══ DATA SUPPLIED

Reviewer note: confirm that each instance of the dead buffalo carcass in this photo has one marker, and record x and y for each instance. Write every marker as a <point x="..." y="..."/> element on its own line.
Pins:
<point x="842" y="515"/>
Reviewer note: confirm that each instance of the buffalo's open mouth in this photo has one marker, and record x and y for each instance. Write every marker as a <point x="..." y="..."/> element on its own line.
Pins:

════

__WHAT THE TASK REQUIRES__
What you need to do is retype all the entries exactly as written.

__TASK RESULT__
Reviewer note: confirm that each instance of the dead buffalo carcass in this photo has one marker, and record x and y for each instance. Write every marker as a <point x="..." y="..."/> element on its own line.
Pins:
<point x="842" y="515"/>
Reviewer note: confirm that each instance of the buffalo's open mouth in this photo has one marker, and record x and y for each instance. Write every marker as a <point x="..." y="..."/> element on its own line.
Pins:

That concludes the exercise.